### PROBLEM DESCRIPTION
Repeat word for word the lines from the one holding "Where can the turtleneck" through the end, both ends included, and leave out every picture.

### INPUT MATERIAL
::::

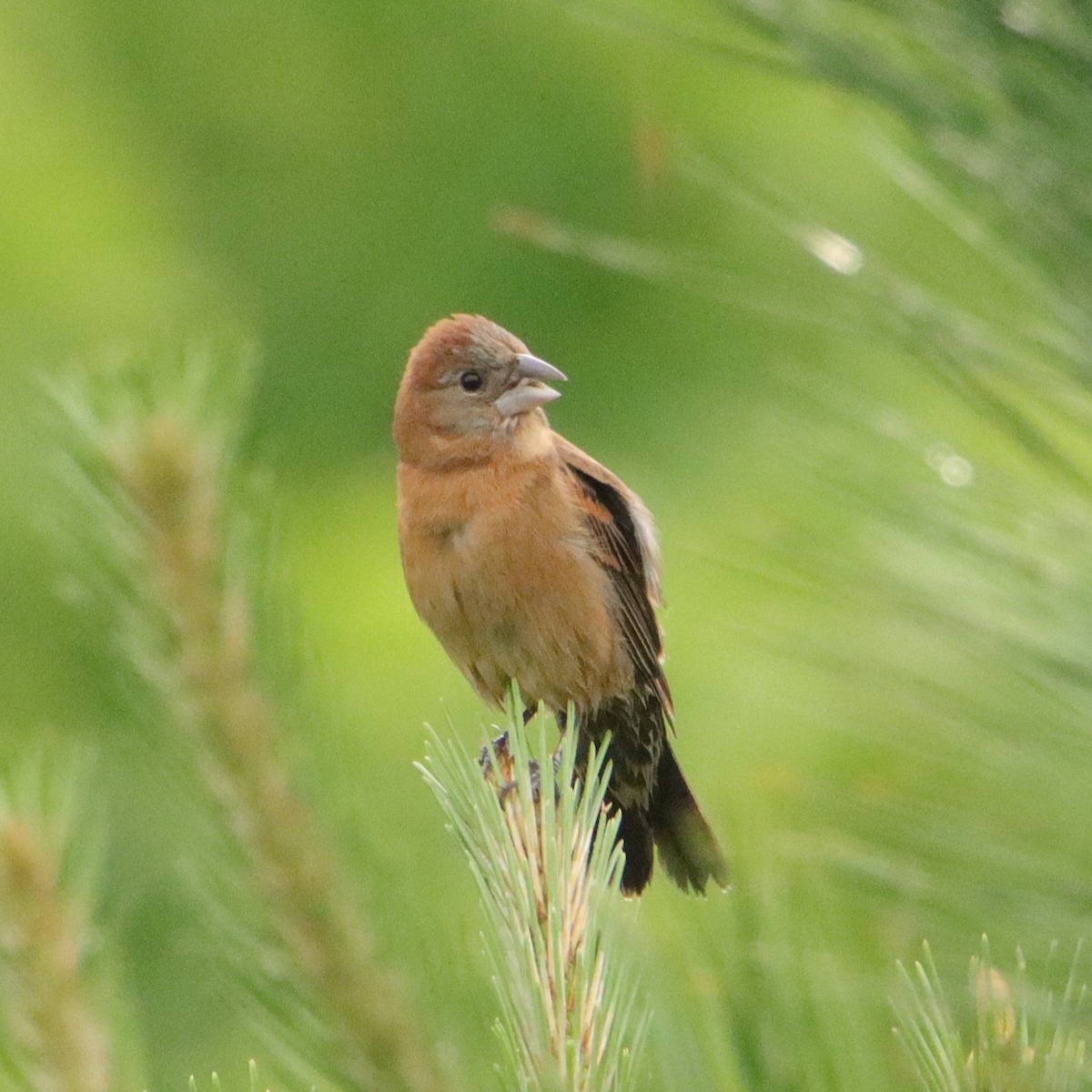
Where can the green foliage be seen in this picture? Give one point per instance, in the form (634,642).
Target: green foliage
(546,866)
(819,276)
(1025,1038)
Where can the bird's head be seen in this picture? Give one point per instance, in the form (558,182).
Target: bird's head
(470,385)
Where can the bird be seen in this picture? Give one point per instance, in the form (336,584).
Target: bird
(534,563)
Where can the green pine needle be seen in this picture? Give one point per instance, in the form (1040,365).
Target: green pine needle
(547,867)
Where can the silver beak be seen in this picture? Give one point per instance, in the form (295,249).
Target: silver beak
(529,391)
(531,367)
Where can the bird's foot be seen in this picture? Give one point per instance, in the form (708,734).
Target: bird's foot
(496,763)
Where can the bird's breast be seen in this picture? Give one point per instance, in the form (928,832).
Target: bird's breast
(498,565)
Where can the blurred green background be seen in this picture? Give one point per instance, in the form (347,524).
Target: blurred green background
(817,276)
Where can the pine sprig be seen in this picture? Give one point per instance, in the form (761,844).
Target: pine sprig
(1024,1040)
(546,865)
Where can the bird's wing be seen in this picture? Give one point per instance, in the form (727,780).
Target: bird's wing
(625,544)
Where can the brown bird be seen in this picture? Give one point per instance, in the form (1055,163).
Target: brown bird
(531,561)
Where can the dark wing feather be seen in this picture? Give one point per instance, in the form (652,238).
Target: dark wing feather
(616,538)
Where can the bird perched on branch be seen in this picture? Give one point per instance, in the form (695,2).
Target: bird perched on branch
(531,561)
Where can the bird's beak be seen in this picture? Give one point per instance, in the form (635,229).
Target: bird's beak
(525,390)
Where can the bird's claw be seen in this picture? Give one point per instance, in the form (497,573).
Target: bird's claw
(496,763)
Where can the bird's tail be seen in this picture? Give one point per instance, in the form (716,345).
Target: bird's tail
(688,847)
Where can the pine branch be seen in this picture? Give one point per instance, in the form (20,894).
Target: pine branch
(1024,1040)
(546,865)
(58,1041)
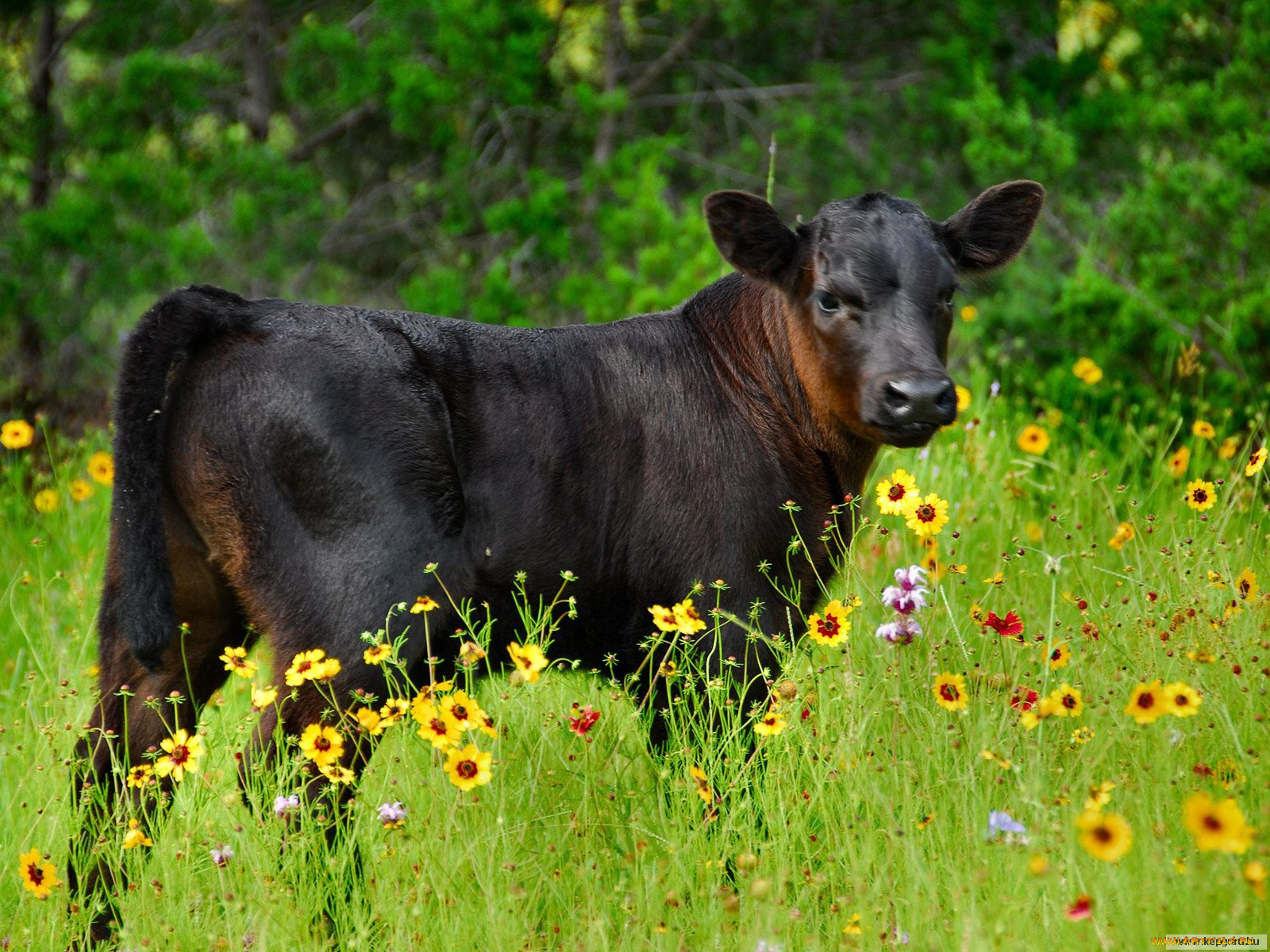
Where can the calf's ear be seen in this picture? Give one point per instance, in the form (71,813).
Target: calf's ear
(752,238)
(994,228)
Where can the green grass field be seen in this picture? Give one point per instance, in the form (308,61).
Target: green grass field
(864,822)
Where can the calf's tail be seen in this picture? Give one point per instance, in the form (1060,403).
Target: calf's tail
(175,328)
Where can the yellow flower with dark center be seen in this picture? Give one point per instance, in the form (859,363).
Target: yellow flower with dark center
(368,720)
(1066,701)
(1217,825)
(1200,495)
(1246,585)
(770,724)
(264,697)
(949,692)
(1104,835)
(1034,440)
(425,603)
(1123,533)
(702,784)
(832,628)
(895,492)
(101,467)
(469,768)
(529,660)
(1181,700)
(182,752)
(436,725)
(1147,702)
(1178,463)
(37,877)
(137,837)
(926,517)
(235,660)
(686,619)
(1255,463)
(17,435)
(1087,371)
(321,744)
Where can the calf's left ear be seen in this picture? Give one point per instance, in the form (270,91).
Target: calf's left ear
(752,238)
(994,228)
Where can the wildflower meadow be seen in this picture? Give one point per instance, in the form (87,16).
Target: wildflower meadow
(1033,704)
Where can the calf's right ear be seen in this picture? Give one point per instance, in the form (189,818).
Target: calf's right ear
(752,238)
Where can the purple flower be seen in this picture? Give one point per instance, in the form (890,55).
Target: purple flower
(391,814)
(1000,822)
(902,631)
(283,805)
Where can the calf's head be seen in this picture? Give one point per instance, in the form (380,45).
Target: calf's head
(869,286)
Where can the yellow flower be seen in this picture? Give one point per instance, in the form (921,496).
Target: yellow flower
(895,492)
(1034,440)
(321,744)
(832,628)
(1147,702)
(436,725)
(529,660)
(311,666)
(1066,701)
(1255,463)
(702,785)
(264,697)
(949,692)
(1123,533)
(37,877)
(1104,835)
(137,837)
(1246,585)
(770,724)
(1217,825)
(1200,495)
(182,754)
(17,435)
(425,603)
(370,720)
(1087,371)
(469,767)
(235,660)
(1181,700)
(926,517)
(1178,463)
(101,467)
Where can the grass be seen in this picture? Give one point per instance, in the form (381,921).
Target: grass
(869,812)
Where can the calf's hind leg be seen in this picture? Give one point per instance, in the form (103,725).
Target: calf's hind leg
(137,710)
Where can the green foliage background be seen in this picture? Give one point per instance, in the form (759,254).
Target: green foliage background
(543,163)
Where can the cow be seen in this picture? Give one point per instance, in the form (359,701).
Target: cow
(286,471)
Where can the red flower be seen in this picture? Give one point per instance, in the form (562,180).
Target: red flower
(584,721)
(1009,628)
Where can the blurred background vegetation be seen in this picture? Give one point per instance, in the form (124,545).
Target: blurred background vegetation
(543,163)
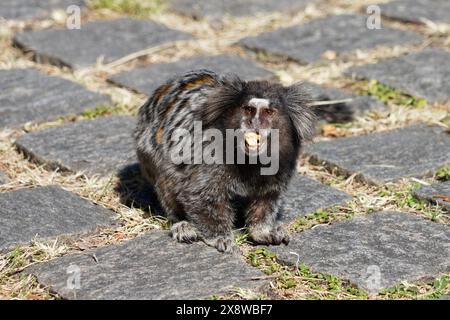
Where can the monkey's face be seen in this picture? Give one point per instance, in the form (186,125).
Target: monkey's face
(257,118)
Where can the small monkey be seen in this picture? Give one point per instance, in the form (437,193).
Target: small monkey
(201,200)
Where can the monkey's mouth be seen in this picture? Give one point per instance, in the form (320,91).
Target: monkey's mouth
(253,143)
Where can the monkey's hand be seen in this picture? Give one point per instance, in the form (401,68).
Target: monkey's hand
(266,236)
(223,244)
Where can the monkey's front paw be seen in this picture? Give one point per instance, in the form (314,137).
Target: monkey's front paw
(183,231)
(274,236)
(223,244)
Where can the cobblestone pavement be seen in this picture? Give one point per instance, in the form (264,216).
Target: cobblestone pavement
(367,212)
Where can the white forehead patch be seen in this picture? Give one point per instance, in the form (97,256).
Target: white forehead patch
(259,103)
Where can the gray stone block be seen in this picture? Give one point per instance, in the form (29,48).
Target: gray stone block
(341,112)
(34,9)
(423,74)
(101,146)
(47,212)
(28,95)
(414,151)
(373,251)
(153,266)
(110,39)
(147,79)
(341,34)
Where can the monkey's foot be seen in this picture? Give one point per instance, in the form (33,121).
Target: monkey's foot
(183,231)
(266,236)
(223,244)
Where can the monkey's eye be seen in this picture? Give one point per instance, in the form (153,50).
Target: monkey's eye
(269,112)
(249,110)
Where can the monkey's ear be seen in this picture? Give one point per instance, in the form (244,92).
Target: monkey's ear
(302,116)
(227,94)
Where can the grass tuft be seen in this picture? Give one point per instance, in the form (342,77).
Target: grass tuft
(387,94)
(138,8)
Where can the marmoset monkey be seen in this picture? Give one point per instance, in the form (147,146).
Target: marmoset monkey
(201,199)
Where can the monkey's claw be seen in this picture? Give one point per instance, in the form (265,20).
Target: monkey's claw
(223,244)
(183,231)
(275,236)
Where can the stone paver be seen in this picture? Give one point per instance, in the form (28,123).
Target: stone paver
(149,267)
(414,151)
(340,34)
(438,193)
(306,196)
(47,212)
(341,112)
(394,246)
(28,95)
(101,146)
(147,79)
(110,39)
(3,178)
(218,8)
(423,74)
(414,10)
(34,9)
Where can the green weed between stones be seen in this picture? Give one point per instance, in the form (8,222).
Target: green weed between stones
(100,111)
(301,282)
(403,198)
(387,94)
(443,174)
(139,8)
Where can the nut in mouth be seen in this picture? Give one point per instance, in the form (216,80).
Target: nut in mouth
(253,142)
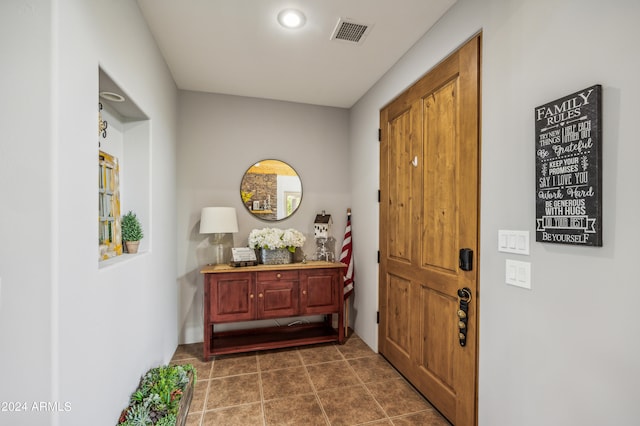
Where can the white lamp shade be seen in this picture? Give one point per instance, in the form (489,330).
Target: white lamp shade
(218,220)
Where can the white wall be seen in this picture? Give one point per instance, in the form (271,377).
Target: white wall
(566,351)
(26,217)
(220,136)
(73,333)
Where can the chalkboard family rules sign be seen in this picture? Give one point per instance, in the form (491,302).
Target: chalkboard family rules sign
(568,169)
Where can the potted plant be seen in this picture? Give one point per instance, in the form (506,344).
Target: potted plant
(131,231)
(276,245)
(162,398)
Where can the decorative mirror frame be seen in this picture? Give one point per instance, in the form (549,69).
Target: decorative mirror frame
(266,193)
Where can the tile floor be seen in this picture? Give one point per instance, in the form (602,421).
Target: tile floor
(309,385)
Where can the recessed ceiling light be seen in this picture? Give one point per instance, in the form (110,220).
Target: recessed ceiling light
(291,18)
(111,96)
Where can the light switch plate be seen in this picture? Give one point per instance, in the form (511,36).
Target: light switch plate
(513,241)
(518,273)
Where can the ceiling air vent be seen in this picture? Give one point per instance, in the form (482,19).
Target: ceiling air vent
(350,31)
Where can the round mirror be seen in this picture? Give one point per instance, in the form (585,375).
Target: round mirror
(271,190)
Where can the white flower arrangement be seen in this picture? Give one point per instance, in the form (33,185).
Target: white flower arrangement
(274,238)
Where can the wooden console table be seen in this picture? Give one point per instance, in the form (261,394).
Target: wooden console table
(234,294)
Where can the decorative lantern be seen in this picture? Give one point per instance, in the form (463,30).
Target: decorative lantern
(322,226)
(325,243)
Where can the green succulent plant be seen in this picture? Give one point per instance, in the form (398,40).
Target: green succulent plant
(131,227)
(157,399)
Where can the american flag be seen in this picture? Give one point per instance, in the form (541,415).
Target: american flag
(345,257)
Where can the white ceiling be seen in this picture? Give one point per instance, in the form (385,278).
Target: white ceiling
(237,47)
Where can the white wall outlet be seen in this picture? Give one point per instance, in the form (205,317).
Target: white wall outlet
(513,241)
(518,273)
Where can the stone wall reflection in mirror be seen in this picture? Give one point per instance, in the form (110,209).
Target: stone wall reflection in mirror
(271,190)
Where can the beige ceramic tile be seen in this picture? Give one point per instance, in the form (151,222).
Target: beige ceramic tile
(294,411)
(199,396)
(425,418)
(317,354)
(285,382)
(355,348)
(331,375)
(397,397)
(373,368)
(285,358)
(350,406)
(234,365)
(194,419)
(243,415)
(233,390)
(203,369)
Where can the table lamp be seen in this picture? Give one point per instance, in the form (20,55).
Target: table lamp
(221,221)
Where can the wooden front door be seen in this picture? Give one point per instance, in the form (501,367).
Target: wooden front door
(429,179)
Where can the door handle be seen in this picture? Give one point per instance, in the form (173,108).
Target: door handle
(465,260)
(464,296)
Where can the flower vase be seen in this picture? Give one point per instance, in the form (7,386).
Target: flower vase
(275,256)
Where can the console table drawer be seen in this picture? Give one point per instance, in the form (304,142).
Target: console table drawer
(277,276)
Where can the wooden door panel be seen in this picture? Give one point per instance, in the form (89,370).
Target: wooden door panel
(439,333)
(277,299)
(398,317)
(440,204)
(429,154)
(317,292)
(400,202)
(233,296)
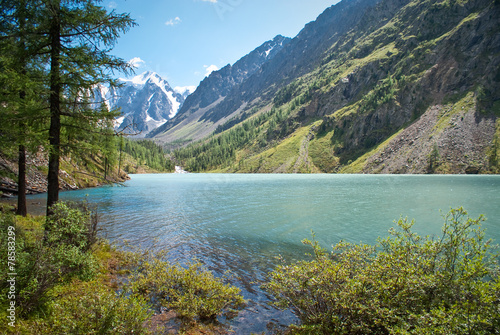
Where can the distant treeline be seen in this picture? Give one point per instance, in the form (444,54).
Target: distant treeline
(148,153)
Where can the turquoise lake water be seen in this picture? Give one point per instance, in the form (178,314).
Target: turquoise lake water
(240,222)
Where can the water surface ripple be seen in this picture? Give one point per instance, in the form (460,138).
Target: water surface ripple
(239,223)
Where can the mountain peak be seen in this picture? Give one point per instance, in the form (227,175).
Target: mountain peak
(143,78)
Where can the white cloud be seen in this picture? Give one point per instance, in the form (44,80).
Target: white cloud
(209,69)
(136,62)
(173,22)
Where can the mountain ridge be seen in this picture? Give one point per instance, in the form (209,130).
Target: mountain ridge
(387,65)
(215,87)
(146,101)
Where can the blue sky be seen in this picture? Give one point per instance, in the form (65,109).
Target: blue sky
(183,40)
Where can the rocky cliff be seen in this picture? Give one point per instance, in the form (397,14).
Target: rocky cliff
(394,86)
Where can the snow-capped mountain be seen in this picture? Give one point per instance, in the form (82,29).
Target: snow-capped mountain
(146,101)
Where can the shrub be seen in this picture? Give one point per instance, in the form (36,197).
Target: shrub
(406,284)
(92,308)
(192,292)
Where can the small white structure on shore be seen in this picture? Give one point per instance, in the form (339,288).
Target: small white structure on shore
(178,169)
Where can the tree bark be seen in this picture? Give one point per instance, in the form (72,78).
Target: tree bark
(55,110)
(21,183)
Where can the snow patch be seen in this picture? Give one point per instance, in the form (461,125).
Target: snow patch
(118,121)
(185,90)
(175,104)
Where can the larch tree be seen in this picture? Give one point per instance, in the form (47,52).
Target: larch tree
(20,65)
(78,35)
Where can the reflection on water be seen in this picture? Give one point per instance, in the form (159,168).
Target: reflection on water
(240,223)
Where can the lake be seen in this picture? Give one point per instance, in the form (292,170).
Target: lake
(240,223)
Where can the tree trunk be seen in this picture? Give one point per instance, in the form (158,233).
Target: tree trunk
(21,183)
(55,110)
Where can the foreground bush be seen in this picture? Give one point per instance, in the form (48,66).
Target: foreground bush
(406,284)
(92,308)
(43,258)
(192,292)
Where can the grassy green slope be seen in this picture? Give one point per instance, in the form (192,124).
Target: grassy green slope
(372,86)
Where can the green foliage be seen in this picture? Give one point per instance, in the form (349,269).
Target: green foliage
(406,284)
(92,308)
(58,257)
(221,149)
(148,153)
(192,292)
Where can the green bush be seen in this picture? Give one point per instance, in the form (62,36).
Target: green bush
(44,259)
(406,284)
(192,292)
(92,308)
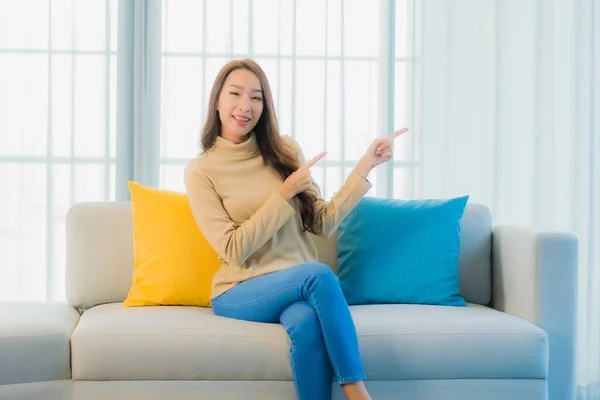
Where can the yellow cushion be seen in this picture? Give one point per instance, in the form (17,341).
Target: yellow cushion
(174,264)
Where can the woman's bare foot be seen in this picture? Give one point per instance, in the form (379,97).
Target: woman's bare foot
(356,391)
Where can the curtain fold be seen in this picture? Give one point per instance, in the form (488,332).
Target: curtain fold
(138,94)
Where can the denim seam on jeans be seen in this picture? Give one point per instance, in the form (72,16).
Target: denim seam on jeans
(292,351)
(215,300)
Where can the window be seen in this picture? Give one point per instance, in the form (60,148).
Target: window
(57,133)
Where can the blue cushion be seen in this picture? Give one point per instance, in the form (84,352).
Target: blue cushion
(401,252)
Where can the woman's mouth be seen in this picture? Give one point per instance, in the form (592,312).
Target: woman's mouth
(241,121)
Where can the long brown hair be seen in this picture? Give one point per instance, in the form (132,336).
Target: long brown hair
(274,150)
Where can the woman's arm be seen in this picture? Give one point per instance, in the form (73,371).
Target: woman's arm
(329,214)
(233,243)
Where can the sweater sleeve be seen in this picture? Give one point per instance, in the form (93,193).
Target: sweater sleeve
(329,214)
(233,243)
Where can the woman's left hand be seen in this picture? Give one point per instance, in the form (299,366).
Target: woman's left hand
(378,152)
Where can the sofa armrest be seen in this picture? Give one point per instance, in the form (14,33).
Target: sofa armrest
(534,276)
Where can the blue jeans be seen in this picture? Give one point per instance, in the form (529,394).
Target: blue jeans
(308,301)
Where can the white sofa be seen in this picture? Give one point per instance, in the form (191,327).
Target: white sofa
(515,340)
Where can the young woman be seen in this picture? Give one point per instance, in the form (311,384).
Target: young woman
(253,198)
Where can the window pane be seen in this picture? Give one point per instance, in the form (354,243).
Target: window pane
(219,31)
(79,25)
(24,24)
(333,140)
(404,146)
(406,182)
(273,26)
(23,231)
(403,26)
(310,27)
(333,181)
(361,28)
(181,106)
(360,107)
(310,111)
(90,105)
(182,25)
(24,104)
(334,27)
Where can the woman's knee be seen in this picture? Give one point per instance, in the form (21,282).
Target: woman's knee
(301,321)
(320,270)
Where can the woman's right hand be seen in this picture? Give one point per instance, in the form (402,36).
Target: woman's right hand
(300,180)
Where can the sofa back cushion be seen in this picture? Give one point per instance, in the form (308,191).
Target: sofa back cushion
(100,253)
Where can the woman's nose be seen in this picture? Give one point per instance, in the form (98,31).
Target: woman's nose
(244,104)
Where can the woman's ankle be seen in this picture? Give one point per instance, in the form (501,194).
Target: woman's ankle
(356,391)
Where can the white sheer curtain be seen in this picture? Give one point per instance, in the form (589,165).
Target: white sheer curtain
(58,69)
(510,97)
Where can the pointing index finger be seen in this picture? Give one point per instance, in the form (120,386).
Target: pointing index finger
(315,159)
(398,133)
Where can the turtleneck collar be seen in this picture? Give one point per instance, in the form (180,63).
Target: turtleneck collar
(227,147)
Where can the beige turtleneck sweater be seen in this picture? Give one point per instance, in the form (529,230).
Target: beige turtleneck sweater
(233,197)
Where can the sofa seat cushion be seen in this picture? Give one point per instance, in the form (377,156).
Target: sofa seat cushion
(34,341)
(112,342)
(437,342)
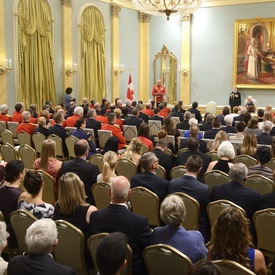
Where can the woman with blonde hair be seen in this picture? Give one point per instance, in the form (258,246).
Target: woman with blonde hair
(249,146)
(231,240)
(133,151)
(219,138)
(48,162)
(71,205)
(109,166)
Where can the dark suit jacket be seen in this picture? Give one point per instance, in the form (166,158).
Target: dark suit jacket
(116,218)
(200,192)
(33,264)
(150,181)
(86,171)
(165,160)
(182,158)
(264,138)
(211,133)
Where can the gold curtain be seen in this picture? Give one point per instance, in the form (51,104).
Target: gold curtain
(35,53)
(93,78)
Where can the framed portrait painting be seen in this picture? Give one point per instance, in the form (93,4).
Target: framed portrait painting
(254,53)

::::

### IN RESPONSE
Where can the turtleneck collar be seen in this picture? Give one point per instance, in the form (180,63).
Target: turtleneck collar
(227,147)
Where can the beige turtleneck sweater be seen in this picture? Give one point per instance, in the form (529,230).
Target: beige turtleneck sweater
(233,197)
Where can the sofa seat cushion be seen in this picture? Give one point per instance, in the form (377,156).
Target: sofa seat cushion
(34,341)
(112,342)
(437,342)
Where can the woman with blonde hair be seen in this picture? Give one point per instance, in the form (258,246).
Target: woman with blonde hair
(249,146)
(231,240)
(133,151)
(219,138)
(48,162)
(71,205)
(109,166)
Where can the dark suit jacket be seen in this picture? Give one point per instance, in the form (166,158).
Target: dark suit jacket
(116,218)
(200,192)
(33,264)
(150,181)
(86,171)
(165,160)
(182,158)
(264,138)
(211,133)
Where can the gold curtain be seen in this picture? Give one point per instance, in the form (51,104).
Target: gold curtain
(35,53)
(93,78)
Where can the framed portrait painting be seen in this picture? Give one point per instance, in the form (93,4).
Target: framed portrait painting
(254,53)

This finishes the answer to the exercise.